■ **SUPPLIED PASSAGE**:

•••

Drug addicts and violent youngsters are putting an intolerable pressure on Bradford's plastic surgeons forcing the cancellation of operations for the victims of breast cancer.

Surgeons have had to amputate arms of addicts infected by needles and perform skin grafts for violent youngsters instead of helping cancer victims.

Waiting lists for patients not considered emergency cases are rising because of the emergency work, and that means women needing breast reconstruction surgery face a traumatic 12-month wait.

Professor David Sharpe, Consultant Plastic Surgeon at Bradford Royal Infirmary, said his team needed more money to help ease the plight.

In the past year, Prof Sharpe and his team had to amputate the arms of two drug addicts because of untreatable abscesses caused by injecting narcotics.

And they are facing ever-increasing numbers of youngsters who require treatment after punching windows or being involved in brawls.

Prof Sharpe said: "We see a lot of drug-related injuries, some from assaults - there's a bit more violence around. And we get drug abusers with needle injuries to the arm causing serious injuries to the vessels (veins) in the arms. We had to cut off at least two arms last year because of abscesses.

"Their lifestyle is such that they're more vulnerable. We see more complicated injuries through drug abuse. Because of their lifestyles, many of them just don't come back or don't return in the morning. What happens to them I can't imagine."

And that pressure is having a knock-on effect.

"We are seeing a deterioration in the service," he said.

And he believed more money was needed to help tackle the problem.

"The trust is doing the best it can with limited resources, but there is not enough money from central government or the community care groups to pay for all these demands."

The last available figures reveal that the city's plastic surgeons treated 145 emergency cases among Bradford residents in October - a 21 per cent increase on the same time the previous year.

And Geoff Hinds, co-ordinator of Bridge, Bradford's street drugs project, said he tried to give information and advice to young addicts.

"The problem is that some people leave things. The younger users that we see tend to be more chaotic injectors."

Plastic surgeon Prof Sharpe said that young men were also adding to the emergency workload. "There are a lot of young men punching their hands through windows. It seems to be a fashion in the last few years, born out of frustration. It's not necessarily self-inflicted but sheer frustration."

The glass injuries can lead to tendon and nerve damage, which need skilled plastic surgery to repair.

•••

■ **WORK REQUEST 1**: In the article on Bradford's plastic surgeons, rewrite the paragraph beginning "Plastic surgeon Prof Sharpe said that young men" in two shorter sentences, keeping its main facts.
■ **WORK REQUEST 2**: Translate this sentence from the article on Bradford's plastic surgeons into Spanish: "The glass injuries can lead to tendon and nerve damage, which need skilled plastic surgery to repair."

■ **DATA PROVIDED**:
•••

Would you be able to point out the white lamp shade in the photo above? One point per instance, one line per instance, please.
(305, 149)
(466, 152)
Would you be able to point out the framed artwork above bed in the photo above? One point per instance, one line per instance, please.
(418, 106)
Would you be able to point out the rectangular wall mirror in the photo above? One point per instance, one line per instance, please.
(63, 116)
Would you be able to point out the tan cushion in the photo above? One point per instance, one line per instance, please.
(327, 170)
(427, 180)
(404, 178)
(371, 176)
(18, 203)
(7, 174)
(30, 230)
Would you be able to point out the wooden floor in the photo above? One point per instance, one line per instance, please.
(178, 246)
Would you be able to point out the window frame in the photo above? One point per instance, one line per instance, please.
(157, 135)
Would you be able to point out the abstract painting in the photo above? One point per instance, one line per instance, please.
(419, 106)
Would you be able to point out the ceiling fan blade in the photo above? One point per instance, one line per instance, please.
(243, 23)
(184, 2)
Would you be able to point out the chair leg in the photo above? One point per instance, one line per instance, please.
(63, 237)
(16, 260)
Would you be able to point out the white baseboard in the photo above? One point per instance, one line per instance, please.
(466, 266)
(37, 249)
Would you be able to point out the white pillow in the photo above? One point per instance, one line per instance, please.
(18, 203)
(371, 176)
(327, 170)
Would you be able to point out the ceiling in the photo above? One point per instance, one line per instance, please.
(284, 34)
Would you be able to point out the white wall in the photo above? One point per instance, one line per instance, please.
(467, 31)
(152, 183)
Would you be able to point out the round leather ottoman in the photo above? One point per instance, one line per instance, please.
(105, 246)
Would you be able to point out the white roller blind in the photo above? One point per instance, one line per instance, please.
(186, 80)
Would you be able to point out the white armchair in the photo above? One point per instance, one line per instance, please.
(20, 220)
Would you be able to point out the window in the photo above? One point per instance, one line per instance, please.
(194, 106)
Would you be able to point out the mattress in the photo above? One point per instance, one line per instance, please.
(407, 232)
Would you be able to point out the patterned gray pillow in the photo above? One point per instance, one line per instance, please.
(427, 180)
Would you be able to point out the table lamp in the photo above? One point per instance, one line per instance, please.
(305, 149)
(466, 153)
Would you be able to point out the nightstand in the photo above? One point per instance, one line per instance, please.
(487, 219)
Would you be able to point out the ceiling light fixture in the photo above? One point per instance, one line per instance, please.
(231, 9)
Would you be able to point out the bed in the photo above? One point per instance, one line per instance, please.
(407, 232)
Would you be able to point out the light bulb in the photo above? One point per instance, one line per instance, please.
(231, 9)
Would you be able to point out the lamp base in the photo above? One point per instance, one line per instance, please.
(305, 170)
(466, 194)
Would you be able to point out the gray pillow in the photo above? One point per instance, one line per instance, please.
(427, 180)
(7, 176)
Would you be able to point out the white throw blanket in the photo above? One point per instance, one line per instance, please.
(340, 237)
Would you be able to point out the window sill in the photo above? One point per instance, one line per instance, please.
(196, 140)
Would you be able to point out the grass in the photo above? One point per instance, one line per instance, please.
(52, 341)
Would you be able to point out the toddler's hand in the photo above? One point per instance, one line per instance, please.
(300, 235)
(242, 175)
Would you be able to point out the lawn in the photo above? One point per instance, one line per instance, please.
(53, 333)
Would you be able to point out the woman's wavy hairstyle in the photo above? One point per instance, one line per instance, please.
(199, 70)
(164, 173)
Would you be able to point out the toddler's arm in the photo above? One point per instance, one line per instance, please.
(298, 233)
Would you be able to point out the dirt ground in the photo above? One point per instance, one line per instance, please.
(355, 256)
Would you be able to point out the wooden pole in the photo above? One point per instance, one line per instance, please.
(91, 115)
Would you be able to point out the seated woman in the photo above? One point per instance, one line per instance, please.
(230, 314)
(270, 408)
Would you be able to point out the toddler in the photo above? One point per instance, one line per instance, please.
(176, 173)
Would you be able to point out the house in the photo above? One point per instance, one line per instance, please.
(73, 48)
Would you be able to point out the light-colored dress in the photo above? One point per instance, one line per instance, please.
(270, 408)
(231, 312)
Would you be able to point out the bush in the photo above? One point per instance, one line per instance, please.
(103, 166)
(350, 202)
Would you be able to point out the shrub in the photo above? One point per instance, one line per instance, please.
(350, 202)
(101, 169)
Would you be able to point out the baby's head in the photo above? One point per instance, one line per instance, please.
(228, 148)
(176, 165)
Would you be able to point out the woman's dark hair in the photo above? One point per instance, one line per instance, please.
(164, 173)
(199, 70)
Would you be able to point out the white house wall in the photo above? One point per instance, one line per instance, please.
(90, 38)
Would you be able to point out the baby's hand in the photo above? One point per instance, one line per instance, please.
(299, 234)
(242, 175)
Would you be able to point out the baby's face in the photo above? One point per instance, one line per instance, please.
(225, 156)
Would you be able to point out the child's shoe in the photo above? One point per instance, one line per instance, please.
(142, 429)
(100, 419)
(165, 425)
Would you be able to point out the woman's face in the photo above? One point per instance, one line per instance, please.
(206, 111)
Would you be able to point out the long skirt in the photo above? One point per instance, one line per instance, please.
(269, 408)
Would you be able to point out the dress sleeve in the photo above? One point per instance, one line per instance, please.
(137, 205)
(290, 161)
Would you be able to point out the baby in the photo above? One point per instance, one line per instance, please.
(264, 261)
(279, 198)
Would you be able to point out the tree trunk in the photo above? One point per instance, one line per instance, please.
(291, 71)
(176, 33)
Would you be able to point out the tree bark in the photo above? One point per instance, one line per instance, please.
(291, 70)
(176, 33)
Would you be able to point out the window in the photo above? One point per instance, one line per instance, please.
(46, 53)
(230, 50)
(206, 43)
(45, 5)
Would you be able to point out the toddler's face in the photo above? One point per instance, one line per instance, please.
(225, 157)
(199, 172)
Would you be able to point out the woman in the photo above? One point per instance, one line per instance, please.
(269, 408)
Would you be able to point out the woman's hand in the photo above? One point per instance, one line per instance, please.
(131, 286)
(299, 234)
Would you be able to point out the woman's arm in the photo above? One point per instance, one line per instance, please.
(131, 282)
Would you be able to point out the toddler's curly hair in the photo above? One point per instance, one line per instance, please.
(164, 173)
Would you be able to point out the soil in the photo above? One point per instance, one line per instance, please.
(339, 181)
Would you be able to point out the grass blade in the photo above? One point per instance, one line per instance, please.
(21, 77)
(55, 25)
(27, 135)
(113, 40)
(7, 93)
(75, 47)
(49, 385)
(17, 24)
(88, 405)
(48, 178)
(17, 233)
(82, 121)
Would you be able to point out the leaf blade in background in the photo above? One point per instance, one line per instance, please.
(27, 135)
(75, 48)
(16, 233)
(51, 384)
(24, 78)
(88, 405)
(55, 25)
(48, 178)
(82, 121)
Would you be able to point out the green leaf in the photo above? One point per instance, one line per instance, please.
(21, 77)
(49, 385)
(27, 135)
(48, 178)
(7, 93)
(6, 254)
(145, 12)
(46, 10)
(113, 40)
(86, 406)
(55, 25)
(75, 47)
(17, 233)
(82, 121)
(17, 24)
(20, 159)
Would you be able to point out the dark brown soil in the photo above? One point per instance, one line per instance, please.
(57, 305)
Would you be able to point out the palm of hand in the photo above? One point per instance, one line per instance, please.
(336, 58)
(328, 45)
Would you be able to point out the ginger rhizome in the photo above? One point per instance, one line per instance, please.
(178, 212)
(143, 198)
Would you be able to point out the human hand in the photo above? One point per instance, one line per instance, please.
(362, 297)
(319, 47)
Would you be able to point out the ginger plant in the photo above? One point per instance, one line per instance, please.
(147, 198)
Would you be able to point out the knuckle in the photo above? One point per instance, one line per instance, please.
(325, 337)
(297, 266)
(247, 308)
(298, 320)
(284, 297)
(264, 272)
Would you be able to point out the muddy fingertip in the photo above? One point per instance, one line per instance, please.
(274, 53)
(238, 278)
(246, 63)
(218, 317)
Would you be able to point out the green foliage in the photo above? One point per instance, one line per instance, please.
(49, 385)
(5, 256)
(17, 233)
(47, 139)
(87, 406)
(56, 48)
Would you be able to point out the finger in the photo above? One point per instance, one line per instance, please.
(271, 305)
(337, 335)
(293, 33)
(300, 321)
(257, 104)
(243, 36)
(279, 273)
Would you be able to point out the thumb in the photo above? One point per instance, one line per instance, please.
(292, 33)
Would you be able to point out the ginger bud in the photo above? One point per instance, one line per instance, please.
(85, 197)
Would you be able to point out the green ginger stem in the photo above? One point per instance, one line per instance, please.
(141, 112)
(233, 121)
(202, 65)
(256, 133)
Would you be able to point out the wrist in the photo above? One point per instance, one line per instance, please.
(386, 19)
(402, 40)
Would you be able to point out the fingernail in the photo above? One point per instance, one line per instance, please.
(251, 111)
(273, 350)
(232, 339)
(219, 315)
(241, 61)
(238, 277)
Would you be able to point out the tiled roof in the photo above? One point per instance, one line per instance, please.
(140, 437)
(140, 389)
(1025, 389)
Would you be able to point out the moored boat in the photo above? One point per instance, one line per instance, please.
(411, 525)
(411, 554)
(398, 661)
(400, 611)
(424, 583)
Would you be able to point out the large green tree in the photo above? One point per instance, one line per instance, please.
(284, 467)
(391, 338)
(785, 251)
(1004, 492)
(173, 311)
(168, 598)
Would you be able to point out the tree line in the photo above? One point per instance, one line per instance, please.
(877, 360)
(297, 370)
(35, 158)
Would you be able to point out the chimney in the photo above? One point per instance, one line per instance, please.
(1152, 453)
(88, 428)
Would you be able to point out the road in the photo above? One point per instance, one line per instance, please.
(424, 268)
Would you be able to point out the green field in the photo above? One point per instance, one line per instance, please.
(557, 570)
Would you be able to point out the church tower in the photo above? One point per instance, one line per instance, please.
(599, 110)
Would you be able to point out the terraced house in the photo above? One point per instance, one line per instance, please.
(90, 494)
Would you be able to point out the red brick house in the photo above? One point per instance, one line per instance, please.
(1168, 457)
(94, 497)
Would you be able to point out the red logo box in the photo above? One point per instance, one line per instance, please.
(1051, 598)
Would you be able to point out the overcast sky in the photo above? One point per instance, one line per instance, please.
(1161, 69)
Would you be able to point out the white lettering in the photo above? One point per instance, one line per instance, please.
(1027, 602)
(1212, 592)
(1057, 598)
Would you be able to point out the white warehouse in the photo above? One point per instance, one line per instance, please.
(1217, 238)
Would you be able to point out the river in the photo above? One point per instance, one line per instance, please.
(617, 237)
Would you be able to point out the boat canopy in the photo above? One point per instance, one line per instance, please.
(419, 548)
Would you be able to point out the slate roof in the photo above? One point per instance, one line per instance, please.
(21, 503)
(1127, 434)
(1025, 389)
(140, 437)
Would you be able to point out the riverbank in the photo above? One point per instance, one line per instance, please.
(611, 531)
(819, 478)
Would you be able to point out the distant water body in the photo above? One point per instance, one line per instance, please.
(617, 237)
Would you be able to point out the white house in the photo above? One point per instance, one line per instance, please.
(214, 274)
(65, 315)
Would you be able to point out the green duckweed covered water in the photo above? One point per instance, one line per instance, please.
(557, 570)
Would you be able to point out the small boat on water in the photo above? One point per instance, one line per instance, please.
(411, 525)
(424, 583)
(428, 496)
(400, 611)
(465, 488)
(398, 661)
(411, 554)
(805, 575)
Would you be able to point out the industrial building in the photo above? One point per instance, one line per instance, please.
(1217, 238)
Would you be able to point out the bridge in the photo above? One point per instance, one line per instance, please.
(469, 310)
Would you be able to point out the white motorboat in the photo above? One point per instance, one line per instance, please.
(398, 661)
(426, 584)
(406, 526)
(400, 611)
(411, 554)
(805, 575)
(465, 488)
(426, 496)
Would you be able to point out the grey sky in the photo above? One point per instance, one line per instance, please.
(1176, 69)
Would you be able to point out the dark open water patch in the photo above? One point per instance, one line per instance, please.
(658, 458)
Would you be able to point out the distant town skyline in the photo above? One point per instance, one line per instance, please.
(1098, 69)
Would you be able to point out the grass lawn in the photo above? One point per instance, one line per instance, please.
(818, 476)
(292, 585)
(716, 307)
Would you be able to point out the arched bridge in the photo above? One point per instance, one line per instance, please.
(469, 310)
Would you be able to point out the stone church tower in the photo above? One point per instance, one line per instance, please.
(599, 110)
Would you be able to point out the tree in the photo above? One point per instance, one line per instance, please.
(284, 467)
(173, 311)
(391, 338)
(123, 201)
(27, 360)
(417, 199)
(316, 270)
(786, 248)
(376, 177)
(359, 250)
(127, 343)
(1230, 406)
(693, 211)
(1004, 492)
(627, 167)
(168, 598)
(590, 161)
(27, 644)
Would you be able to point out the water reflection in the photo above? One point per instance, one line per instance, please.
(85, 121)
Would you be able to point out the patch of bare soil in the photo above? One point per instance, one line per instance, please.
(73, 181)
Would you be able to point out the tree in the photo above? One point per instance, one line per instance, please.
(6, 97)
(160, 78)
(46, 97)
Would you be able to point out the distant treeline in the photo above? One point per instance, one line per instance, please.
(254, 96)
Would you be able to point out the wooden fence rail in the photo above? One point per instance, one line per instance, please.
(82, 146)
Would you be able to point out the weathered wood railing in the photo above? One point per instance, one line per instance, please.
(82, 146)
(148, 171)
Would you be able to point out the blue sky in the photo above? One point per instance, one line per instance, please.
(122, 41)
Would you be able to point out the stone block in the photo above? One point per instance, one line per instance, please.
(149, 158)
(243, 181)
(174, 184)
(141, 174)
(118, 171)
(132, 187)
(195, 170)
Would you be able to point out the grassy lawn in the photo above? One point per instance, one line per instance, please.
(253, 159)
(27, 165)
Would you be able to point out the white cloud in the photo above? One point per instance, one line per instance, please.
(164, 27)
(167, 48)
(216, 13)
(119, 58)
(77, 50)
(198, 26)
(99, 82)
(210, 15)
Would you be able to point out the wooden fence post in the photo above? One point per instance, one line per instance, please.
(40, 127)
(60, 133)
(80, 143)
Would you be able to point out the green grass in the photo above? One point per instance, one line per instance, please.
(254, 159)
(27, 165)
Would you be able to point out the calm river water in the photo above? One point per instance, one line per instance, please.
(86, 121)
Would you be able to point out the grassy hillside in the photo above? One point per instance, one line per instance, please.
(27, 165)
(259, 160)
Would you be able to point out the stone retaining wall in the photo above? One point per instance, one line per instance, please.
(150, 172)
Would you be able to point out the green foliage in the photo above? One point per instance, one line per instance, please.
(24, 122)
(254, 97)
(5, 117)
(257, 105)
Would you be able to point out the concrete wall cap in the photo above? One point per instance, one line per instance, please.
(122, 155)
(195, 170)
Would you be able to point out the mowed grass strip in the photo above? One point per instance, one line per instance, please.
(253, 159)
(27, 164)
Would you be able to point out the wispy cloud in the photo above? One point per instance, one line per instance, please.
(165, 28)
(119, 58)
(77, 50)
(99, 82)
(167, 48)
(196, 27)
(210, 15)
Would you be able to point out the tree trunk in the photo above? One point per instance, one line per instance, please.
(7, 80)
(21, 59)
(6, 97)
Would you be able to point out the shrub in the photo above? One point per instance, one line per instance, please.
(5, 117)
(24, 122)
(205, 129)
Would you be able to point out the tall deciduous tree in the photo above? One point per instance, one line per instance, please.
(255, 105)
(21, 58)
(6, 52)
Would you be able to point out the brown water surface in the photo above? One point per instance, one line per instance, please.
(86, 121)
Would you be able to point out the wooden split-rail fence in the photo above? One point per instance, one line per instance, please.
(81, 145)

•••

■ **ANSWER AREA 1**: Prof Sharpe said many young men punching their hands through windows were also adding to the emergency workload. He called it a fashion of the last few years, born out of frustration, and said it is not necessarily self-inflicted but sheer frustration.

■ **ANSWER AREA 2**: Las lesiones causadas por vidrio pueden provocar daños en tendones y nervios, que requieren cirugía plástica especializada para su reparación.